Include in the output the line containing "Where can you spot the red and" and each subsequent line of the records, through the end, transcribed exactly. Add nothing else.

::: MATERIAL SHOWN

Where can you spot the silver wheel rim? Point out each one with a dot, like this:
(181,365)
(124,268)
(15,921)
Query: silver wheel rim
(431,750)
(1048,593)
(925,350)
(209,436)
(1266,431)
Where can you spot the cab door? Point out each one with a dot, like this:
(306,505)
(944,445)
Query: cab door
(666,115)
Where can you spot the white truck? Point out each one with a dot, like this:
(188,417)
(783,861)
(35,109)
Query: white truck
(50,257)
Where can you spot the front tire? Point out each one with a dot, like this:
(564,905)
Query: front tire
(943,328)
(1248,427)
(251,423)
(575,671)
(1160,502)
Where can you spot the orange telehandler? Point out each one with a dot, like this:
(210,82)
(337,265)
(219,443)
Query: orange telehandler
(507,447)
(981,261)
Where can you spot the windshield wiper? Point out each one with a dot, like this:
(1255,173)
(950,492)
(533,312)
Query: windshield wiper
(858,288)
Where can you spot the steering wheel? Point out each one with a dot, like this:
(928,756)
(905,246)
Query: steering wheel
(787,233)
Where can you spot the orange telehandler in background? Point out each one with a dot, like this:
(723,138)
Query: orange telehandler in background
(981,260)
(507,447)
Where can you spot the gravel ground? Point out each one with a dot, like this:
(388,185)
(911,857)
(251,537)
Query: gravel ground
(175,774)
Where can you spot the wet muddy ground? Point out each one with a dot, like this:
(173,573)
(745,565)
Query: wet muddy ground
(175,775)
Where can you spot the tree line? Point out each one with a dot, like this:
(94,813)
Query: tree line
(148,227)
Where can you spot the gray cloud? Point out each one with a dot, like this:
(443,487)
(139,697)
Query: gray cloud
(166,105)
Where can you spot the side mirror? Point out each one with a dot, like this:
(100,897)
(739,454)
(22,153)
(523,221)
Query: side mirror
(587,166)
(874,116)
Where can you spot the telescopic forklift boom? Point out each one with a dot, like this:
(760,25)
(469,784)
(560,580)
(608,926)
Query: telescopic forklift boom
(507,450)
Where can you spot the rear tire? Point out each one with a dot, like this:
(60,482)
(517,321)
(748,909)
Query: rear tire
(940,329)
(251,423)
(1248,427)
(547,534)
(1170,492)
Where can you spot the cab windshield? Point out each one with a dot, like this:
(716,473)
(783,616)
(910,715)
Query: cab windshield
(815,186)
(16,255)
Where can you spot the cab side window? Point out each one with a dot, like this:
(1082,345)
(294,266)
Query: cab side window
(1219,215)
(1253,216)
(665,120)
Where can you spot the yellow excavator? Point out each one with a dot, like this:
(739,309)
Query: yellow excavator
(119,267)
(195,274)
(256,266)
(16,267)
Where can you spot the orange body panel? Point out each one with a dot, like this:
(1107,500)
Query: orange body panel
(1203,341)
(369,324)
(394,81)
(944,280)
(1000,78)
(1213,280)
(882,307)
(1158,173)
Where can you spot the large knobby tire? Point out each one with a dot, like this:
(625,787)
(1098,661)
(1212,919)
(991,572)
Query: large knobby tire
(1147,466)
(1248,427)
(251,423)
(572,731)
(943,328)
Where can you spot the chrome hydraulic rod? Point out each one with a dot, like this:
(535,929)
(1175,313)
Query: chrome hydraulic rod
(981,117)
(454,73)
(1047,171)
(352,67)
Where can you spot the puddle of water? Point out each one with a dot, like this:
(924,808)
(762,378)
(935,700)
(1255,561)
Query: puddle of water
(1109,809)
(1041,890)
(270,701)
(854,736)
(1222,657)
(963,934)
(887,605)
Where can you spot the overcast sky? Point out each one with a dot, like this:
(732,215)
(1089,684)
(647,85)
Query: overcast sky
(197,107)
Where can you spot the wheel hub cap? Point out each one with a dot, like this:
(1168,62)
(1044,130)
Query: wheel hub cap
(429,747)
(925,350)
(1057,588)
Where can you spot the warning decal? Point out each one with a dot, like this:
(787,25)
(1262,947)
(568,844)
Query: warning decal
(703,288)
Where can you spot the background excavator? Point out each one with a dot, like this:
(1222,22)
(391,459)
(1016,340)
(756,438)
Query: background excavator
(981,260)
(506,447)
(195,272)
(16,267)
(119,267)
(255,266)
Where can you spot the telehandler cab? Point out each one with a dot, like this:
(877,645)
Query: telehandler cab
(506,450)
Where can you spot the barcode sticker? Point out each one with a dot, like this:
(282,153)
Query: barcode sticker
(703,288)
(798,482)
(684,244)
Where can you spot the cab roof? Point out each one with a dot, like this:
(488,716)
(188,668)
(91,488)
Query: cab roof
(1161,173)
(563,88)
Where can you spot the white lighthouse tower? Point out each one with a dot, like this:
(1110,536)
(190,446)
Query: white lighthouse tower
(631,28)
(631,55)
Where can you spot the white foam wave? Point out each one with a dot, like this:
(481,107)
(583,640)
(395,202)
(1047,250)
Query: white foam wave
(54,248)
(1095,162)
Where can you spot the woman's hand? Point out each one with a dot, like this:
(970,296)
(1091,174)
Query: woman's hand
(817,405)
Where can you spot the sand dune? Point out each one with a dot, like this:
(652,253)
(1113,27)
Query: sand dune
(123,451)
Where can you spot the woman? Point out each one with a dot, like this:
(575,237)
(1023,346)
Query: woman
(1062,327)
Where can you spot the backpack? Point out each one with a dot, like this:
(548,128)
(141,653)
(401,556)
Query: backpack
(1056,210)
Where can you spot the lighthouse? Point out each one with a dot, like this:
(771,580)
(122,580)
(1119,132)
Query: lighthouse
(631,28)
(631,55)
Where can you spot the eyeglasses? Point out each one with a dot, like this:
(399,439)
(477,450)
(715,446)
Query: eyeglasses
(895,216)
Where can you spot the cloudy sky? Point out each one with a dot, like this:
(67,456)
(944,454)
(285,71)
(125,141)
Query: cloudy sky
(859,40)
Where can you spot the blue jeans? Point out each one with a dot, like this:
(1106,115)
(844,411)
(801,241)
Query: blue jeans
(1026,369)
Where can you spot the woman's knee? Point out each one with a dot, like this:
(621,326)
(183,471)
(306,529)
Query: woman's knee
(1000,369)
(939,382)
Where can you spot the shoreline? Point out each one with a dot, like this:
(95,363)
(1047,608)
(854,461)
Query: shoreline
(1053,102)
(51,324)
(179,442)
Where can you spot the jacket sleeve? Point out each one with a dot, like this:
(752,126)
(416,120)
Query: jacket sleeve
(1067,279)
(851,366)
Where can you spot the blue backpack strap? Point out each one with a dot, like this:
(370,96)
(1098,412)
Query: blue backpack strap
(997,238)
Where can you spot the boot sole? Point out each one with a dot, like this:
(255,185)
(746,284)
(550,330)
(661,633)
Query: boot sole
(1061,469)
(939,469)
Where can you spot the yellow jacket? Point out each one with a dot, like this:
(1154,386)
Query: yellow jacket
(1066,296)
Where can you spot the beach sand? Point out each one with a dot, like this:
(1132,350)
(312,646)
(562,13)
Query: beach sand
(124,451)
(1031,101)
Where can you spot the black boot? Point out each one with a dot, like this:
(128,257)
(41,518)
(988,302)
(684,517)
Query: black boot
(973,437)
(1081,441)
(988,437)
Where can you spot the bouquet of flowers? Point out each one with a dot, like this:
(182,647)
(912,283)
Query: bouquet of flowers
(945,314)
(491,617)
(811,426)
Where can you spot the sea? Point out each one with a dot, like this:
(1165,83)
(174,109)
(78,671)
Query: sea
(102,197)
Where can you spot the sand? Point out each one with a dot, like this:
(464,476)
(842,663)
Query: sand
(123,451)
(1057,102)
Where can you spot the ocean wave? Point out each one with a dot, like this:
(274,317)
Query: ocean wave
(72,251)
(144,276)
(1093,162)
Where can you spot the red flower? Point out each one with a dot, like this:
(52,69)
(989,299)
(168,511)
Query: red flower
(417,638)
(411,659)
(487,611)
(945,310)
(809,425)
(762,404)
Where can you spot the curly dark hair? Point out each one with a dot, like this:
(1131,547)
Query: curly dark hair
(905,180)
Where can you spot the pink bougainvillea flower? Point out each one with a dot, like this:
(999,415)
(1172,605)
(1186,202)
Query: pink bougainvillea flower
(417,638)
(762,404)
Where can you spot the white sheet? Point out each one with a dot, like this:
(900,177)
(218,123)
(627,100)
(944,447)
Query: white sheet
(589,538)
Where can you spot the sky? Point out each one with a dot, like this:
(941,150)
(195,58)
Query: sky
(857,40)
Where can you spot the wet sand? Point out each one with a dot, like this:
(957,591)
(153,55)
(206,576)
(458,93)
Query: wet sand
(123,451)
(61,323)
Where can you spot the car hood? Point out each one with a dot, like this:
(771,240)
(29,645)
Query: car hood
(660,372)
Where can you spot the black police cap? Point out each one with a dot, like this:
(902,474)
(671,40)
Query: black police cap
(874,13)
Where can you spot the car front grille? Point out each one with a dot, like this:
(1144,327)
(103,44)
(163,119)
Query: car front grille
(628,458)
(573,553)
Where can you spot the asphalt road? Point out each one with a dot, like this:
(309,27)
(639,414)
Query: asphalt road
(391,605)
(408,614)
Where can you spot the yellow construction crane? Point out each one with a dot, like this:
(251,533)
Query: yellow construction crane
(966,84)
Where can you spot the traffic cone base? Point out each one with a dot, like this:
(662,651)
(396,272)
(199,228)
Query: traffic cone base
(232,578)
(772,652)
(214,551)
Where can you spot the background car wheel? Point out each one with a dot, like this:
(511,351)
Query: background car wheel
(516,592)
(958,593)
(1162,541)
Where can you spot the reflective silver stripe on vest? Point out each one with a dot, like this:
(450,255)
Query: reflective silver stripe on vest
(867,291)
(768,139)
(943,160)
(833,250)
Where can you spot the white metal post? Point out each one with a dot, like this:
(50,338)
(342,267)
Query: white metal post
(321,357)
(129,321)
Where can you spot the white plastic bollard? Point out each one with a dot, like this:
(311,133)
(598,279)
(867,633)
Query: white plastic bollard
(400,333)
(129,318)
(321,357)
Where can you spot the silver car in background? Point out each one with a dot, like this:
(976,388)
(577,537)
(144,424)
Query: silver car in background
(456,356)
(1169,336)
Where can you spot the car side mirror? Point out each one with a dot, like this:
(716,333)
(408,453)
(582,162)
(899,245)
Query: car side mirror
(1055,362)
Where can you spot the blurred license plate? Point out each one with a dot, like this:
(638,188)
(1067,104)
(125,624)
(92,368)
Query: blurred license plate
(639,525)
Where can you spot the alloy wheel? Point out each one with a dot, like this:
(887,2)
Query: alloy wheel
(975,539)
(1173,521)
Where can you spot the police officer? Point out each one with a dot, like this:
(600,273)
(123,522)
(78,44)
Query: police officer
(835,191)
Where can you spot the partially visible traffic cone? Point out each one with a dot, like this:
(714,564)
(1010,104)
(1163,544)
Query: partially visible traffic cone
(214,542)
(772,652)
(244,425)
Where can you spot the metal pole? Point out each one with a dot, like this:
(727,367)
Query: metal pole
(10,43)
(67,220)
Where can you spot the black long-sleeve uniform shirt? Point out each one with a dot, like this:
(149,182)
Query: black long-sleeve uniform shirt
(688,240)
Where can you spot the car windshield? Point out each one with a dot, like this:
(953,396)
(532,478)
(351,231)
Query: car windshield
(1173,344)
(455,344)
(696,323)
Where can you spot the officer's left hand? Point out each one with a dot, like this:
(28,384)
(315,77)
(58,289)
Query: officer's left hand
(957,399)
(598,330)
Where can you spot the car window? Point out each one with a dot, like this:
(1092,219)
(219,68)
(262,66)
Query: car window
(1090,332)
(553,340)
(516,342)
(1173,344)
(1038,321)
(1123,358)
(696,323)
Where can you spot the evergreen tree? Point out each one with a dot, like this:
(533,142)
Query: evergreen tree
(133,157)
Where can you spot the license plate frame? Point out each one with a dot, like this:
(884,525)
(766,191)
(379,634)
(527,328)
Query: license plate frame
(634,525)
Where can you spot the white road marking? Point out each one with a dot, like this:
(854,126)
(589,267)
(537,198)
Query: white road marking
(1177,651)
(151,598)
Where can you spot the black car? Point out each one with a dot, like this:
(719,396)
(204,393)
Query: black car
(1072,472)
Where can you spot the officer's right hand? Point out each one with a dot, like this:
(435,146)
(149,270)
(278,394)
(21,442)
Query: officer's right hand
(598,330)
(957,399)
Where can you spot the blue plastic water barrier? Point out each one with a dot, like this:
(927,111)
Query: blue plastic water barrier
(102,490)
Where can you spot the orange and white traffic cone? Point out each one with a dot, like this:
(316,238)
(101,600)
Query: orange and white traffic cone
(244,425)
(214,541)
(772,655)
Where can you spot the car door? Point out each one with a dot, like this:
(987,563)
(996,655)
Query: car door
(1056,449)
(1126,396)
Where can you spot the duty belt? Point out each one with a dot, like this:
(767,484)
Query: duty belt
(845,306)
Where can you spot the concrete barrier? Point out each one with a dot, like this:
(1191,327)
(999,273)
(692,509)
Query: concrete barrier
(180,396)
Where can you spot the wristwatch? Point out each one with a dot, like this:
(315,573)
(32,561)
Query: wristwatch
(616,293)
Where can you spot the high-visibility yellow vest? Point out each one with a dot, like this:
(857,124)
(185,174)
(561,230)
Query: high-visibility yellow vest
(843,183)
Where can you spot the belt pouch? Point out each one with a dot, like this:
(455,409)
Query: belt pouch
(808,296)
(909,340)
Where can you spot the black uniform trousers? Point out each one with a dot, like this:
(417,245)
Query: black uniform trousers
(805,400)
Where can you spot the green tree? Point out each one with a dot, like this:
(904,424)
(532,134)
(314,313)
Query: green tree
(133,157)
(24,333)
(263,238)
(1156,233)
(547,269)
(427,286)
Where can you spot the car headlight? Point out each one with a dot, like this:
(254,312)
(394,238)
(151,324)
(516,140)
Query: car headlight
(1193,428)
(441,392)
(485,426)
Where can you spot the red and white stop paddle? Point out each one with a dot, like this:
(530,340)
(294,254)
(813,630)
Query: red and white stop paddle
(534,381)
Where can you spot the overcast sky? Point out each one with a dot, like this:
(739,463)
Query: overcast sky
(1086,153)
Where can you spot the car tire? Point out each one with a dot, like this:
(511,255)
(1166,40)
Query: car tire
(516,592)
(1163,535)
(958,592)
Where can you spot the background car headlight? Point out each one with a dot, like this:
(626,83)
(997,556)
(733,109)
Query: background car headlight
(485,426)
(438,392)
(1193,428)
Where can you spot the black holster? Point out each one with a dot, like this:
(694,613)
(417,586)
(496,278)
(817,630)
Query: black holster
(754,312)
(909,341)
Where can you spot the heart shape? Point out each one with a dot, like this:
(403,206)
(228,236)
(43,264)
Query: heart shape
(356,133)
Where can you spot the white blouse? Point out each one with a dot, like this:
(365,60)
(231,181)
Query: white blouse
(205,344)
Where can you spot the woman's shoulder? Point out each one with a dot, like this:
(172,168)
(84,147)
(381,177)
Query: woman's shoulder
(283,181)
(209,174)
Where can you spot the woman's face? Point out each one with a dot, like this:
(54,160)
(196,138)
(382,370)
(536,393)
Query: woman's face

::::::

WRITTEN RESPONSE –
Where can you spot the red and white stop paddle? Point out each one with a dot, like this:
(530,340)
(294,254)
(813,630)
Query: red and white stop paddle
(534,381)
Where can you spot the overcast sky? Point out each one with a dot, like this:
(739,463)
Query: overcast sky
(1086,153)
Where can you spot the car tire? Point out each one with a dot, like this:
(511,255)
(1166,40)
Query: car tire
(516,592)
(1163,535)
(958,592)
Where can you spot the background car headlight? Point out each one with a dot, like this:
(626,83)
(997,556)
(733,109)
Query: background car headlight
(485,426)
(438,392)
(1193,428)
Where can you spot the black holster? Point out each one with a dot, like this:
(694,613)
(417,586)
(496,278)
(817,630)
Query: black holster
(754,312)
(909,341)
Where can you spot the heart shape? Point out each one with a dot, like this:
(403,206)
(228,236)
(43,264)
Query: heart shape
(356,133)
Where can you spot the white blouse? Point out each one with a dot, like this:
(365,60)
(231,181)
Query: white blouse
(205,344)
Where can you spot the woman's shoulder? Point out each one with a dot, like this:
(172,168)
(84,147)
(381,177)
Query: woman's shoulder
(283,181)
(209,174)
Where can you spot the woman's face? Point out each one with a dot, like this:
(54,160)
(196,138)
(382,370)
(536,393)
Query: woman's face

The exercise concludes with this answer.